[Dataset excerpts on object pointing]

*****

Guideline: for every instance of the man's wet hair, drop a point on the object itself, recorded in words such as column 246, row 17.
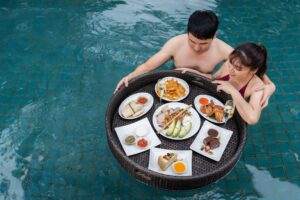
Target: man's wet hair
column 251, row 55
column 203, row 24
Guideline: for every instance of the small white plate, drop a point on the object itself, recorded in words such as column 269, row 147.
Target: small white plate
column 196, row 122
column 124, row 131
column 181, row 81
column 224, row 137
column 184, row 155
column 134, row 97
column 216, row 102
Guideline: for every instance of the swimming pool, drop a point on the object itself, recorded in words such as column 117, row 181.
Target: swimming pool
column 60, row 62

*****

Write out all the rows again, swapping every "drop" for "place" and changing nothing else. Leave out the pictures.

Guideline: for every instance of the man's wet hair, place a point on the object itself, recorded in words such as column 246, row 17.
Target: man's wet hair
column 251, row 55
column 203, row 24
Guideline: for every instance of the small white plate, place a point on the object itself, recorded in words such as column 269, row 147.
Target: small white plate
column 196, row 122
column 124, row 131
column 181, row 81
column 224, row 137
column 184, row 155
column 134, row 97
column 216, row 102
Guideline: for every instance of the swimming pool, place a point on the object itself, recorded in words such as column 117, row 181.
Target: swimming pool
column 60, row 62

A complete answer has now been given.